(Selected extract Opens)

Problem 3: BOM Confusion

Symptoms: UTF-8 files with BOM (Byte Order Mark) cause issues in Linux/web development
Cause: Windows adds an invisible BOM (EF BB BF) to UTF-8 files; some systems can't handle it
Solution: Save as "UTF-8 without BOM"

How to Check File Encoding

Windows - Notepad

  1. Open file in Notepad
  2. Click File → Save As
  3. Look at the "Encoding" dropdown at the bottom
  4. The current encoding is shown (don't save unless you want to change it)

Visual Studio Code

The bottom-right corner of VS Code shows the current file encoding (e.g., "UTF-8"). Click it to change encoding.

Command Line (Linux/Mac)

file -i filename.txt
# Output: text/plain; charset=utf-8

When Encoding Doesn't Matter

File encoding is irrelevant for:

Converting Between Encodings

If you need to convert a file from one encoding to another (e.g., Windows-1252 to UTF-8):

Method 1: Text Editor

  1. Open file in a capable editor (VS Code, Notepad++, Sublime)

(Selected extract Closes)
(Entries provided Opens)

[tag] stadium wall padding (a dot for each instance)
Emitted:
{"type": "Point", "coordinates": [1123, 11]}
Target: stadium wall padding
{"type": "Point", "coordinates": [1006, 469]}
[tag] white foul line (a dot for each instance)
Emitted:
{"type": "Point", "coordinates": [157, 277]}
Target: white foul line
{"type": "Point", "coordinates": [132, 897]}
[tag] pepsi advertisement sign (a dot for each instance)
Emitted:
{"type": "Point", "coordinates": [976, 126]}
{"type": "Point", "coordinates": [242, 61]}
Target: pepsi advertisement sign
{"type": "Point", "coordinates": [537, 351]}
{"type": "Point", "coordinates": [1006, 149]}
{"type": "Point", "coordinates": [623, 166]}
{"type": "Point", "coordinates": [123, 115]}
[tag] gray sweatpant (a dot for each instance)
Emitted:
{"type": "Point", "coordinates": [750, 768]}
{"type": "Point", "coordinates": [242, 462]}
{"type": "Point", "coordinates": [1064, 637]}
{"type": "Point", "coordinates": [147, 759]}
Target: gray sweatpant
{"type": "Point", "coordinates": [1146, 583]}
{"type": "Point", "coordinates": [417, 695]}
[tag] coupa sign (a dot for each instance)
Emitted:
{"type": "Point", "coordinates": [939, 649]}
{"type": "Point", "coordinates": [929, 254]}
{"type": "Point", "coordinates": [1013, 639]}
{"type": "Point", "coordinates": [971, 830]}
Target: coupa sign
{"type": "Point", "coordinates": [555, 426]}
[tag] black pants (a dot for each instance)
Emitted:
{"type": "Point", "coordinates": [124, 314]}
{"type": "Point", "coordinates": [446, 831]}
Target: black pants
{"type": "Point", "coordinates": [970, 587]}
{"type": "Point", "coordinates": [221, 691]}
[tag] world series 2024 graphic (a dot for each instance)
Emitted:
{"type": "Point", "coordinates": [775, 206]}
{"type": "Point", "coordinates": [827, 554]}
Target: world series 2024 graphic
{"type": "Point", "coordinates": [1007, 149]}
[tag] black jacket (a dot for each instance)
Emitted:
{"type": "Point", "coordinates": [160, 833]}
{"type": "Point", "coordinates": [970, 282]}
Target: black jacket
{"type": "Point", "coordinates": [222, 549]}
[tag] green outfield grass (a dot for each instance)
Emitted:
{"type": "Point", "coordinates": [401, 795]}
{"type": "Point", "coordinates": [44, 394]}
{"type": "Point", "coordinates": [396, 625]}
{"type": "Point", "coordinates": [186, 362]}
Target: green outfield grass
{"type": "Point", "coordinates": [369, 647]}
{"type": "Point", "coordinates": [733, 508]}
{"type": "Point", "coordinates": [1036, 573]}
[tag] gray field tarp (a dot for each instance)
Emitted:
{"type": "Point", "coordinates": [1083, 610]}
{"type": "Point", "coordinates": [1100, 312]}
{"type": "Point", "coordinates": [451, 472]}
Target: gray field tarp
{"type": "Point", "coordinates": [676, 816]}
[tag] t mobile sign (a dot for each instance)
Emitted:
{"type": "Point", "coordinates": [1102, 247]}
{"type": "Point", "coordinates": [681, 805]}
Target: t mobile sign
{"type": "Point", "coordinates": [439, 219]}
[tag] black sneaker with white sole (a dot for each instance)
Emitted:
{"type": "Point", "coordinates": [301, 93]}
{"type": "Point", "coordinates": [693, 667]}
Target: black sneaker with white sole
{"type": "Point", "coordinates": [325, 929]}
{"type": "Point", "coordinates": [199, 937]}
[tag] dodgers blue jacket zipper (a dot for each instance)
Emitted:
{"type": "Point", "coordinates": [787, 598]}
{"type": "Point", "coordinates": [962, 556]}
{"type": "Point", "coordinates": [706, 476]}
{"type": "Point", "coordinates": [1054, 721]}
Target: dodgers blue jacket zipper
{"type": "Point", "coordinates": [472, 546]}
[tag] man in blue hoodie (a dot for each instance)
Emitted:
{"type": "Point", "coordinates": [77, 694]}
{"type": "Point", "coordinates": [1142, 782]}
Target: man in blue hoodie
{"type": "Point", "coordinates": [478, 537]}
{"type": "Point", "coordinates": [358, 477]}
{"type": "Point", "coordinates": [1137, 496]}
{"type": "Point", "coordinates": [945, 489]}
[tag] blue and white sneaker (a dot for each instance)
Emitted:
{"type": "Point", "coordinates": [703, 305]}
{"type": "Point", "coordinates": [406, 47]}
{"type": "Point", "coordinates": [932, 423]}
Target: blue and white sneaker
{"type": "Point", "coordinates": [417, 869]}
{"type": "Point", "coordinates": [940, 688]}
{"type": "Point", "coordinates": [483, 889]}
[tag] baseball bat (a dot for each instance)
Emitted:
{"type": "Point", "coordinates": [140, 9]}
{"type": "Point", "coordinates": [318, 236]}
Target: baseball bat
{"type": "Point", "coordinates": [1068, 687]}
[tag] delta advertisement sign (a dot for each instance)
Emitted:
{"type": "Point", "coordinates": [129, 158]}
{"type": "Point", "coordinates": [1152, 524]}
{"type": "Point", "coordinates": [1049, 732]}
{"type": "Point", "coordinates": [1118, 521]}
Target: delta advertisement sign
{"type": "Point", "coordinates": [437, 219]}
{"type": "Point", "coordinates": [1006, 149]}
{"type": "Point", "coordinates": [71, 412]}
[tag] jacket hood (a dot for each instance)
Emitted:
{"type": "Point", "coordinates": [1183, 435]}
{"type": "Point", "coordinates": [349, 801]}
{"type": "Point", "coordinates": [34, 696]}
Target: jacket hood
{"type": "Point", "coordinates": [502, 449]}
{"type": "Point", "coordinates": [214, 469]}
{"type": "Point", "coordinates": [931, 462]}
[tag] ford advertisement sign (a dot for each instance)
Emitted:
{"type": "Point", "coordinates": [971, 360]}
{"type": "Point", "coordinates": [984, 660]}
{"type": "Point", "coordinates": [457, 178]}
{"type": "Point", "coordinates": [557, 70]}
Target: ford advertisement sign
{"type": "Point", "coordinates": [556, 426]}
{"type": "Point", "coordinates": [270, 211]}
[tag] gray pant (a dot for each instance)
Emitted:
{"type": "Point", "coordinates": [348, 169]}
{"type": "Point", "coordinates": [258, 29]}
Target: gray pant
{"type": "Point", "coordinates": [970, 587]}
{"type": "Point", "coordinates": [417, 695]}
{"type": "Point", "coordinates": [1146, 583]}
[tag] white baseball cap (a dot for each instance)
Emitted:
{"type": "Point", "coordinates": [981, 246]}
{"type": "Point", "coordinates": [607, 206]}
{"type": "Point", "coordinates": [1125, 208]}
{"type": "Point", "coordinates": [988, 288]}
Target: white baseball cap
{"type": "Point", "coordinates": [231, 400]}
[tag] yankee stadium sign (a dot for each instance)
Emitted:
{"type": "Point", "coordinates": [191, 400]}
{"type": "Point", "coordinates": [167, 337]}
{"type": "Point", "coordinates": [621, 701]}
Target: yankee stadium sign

(Entries provided Closes)

→ **Requirement 1**:
In the file encoding guide, why does the fix for BOM confusion say to save files as "UTF-8 without BOM"? Answer in one to three sentences.
→ **Requirement 2**:
Carry the file encoding guide forward, starting after its last step about opening the file in a capable editor.

→ **Response 1**:
Windows adds an invisible Byte Order Mark (EF BB BF) to UTF-8 files, and some systems can't handle it. This causes issues in Linux and web development. Saving as "UTF-8 without BOM" leaves that mark out.

→ **Response 2**:
  2. Tell it the current encoding to display correctly
  3. Save As and choose the target encoding (UTF-8)

Method 2: Command Line

iconv -f ISO-8859-1 -t UTF-8 input.txt > output.txt
Data Loss Warning:
Converting from a rich encoding (UTF-8) to a limited one (ASCII) will lose characters that don't exist in the target. "Hello 世界" → "Hello ??" because ASCII can't represent Chinese characters.

Programming and Encoding

When writing code that reads/writes files, you must specify encoding:

Python:
with open('file.txt', 'r', encoding='utf-8') as f:
    content = f.read()

JavaScript (Node.js):
fs.readFileSync('file.txt', 'utf8')

Java:
Files.readString(Path.of("file.txt"), StandardCharsets.UTF_8)

Omitting encoding makes the program use a platform-default encoding, which causes bugs when code runs on different systems (Windows vs Linux vs Mac).

Frequently Asked Questions

What is the default file encoding?

It depends on your system. Windows historically used Windows-1252. Modern Linux and Mac use UTF-8. Web browsers assume UTF-8. Because defaults vary, you should always explicitly specify UTF-8 to avoid problems.

Can I change a file's encoding without changing its content?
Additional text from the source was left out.